*Material supplied:*

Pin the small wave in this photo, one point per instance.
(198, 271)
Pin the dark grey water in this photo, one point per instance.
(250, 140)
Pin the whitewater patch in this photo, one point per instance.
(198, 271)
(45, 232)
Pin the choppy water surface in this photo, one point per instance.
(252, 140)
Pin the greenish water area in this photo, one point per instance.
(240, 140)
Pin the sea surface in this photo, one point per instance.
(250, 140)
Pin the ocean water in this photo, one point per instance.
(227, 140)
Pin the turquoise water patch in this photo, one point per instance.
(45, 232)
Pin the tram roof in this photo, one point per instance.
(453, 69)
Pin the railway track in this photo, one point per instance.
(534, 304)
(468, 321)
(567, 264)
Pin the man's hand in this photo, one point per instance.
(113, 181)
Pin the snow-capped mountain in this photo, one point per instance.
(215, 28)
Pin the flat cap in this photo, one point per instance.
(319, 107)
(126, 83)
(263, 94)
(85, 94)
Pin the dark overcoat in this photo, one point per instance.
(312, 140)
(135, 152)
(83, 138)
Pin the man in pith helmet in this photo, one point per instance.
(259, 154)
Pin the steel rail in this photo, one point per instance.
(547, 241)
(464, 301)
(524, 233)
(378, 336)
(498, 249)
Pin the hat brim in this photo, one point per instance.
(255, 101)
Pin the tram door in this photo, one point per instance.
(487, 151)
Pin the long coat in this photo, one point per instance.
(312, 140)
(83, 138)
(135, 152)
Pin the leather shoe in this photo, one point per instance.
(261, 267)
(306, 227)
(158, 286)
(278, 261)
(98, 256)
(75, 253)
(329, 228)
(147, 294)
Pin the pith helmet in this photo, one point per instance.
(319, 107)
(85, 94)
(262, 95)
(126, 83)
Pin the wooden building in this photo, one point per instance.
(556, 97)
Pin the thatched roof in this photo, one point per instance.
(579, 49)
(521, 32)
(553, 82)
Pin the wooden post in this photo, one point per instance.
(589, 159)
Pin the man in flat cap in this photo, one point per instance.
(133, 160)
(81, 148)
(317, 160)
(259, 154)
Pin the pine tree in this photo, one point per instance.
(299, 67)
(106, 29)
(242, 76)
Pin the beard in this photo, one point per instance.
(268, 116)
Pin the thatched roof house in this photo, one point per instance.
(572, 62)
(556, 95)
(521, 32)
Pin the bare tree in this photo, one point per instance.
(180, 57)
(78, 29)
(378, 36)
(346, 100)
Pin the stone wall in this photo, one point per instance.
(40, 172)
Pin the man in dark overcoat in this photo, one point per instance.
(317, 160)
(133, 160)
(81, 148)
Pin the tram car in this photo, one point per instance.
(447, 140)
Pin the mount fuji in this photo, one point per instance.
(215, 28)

*What you need to do:*
Please reproduce every line of the material word for word.

*Task output:*
Pin the small wave in this photo, one point per instance.
(198, 271)
Pin the dark grey water in this photo, one point per instance.
(250, 140)
Pin the whitewater patch in this photo, one point per instance.
(198, 271)
(45, 232)
Pin the choppy water surface in this photo, one point per instance.
(252, 140)
Pin the greenish water area in this photo, one point per instance.
(240, 140)
Pin the sea surface in this photo, one point per instance.
(250, 140)
Pin the ocean water in this photo, one point per instance.
(227, 140)
Pin the turquoise water patch in this photo, one point per instance.
(45, 232)
Pin the tram roof in this photo, one point per instance.
(453, 69)
Pin the railway track in this photo, one point per instance.
(534, 304)
(468, 321)
(567, 264)
Pin the man's hand in this photo, one point per instance.
(113, 181)
Pin the snow-capped mountain in this photo, one point per instance.
(215, 28)
Pin the flat cap in this photo, one point per instance.
(319, 107)
(126, 83)
(263, 94)
(85, 94)
Pin the dark overcoat in this photo, one point per instance.
(312, 140)
(135, 152)
(83, 138)
Pin the man in pith helmet in this photo, one point per instance.
(259, 154)
Pin the steel rail in this photo, one point per instance.
(547, 241)
(464, 301)
(524, 233)
(378, 336)
(498, 249)
Pin the hat brim in this photo, one point per instance.
(255, 101)
Pin the tram door in this photo, one point per instance.
(487, 151)
Pin the long coat in this photo, one point per instance.
(312, 140)
(83, 138)
(135, 152)
Pin the leather shoe in this photo, one point per instance.
(261, 267)
(306, 227)
(158, 286)
(278, 261)
(98, 256)
(75, 253)
(329, 228)
(147, 294)
Pin the pith helmet in this photo, one point per instance.
(319, 107)
(85, 94)
(262, 95)
(126, 83)
Pin the wooden building in this photo, one point per instance.
(556, 97)
Pin the thatched roof in this photo, one point per instance.
(579, 49)
(521, 32)
(553, 82)
Pin the wooden post in this photo, one point per instance.
(589, 159)
Pin the man in flat cap in this photo, one point per instance.
(133, 160)
(81, 148)
(317, 160)
(259, 154)
Pin the pine tree in this photo, one point per instance.
(299, 67)
(106, 29)
(242, 76)
Pin the beard in this photo, one point per instance.
(268, 116)
Pin the thatched roof house in this photo, one point per instance.
(572, 62)
(556, 95)
(521, 32)
Pin the bare tree in this photo, one point per instance.
(180, 57)
(78, 29)
(378, 36)
(346, 100)
Pin the stone wall in this photo, one point per instance.
(40, 172)
Pin the man in dark overcoat in this photo, one point per instance.
(317, 160)
(133, 160)
(81, 148)
Pin the tram car in this photo, one point per instance.
(447, 140)
Pin the mount fuji in this photo, one point per instance.
(215, 28)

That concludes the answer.